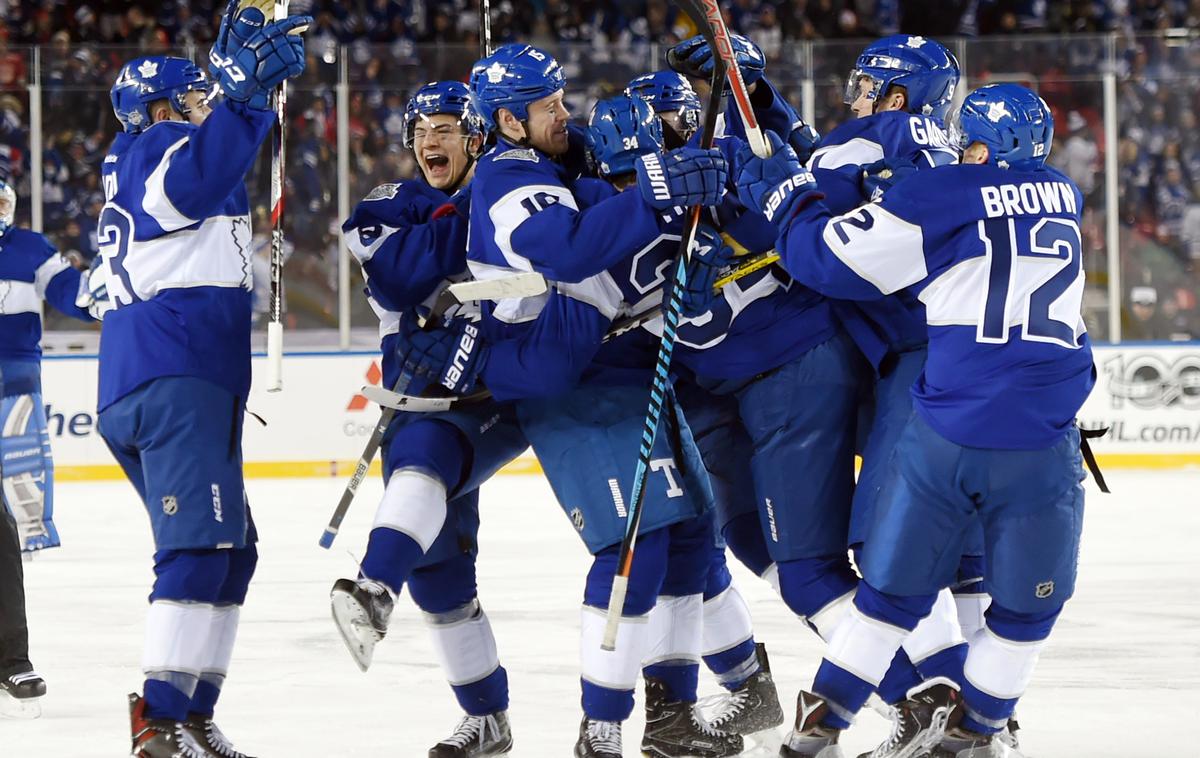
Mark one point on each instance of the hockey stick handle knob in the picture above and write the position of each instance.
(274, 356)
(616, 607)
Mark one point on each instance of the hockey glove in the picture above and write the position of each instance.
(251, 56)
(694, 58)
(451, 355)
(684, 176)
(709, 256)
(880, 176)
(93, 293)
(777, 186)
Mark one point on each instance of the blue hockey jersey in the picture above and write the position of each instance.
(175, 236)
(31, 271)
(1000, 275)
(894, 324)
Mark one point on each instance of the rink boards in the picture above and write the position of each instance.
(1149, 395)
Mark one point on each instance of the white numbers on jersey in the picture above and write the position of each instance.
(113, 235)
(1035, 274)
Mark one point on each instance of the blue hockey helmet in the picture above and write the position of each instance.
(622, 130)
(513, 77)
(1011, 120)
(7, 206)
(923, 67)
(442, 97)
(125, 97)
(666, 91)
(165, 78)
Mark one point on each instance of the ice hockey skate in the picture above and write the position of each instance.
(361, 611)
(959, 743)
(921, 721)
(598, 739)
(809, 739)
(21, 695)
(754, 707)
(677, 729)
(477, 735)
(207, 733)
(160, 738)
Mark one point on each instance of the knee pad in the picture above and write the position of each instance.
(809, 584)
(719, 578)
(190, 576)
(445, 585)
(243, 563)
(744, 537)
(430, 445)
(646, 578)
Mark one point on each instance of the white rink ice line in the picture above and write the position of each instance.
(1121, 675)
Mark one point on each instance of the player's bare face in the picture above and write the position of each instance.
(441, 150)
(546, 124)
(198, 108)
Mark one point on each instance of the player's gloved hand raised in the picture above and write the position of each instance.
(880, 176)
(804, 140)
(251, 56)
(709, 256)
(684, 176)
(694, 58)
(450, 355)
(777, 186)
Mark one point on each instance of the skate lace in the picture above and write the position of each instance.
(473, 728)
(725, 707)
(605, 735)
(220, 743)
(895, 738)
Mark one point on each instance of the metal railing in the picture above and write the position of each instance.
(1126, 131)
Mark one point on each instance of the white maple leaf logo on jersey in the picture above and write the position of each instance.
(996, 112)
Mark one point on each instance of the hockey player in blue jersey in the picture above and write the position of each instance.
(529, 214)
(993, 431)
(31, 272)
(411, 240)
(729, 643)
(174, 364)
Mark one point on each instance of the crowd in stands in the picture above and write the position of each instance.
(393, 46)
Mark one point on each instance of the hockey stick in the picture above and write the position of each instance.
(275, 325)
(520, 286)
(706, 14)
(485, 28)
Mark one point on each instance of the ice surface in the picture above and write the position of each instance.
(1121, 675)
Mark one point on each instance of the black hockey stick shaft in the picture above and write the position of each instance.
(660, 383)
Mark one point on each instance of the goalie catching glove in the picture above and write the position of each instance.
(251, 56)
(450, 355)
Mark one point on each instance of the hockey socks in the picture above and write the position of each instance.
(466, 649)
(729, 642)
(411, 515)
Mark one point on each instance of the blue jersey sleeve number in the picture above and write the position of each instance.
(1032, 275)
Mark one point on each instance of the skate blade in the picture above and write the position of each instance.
==
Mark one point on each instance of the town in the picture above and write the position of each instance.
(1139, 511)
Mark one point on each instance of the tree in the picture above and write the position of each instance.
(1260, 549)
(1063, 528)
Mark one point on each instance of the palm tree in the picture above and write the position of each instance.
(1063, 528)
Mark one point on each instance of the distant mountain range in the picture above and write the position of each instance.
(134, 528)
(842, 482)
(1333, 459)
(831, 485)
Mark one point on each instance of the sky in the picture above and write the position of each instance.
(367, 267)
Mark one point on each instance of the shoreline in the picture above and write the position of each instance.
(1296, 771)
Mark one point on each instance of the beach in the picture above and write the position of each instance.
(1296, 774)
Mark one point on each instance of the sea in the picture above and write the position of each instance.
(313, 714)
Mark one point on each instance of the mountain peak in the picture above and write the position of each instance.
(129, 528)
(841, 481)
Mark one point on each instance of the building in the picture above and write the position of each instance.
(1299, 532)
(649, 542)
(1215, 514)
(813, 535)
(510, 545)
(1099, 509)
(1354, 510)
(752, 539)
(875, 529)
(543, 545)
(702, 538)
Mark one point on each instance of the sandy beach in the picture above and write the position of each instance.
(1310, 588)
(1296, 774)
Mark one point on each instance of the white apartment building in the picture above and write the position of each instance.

● THE EXERCISE
Please quote the material verbatim from the line with "Mark one point on each instance of the hockey stick in" to the line with "Mark one point on each instance of the skate blade", including both of those lines.

● EXERCISE RESULT
Mark one point on each instance of the hockey stick in the picture above and write the position of each instance.
(275, 325)
(520, 286)
(706, 14)
(485, 28)
Mark one point on each instance of the ice surface in the picture above and write the position of each instance.
(1121, 675)
Mark one point on each instance of the black hockey stick shaft in the picture above and write the position of each instance.
(660, 383)
Mark one point on each instance of the goalie catching glove in the picture above and write the position of each instance.
(251, 56)
(450, 355)
Mark one point on each instance of the hockey socks in the picture above and write the position of each instance.
(466, 649)
(729, 642)
(411, 515)
Mark one point on each instance of the blue jersey sleeve number in the picture above and write the position of each instance.
(1032, 275)
Mark one point on each instance of the skate blade in the picture above and write the position of each instance.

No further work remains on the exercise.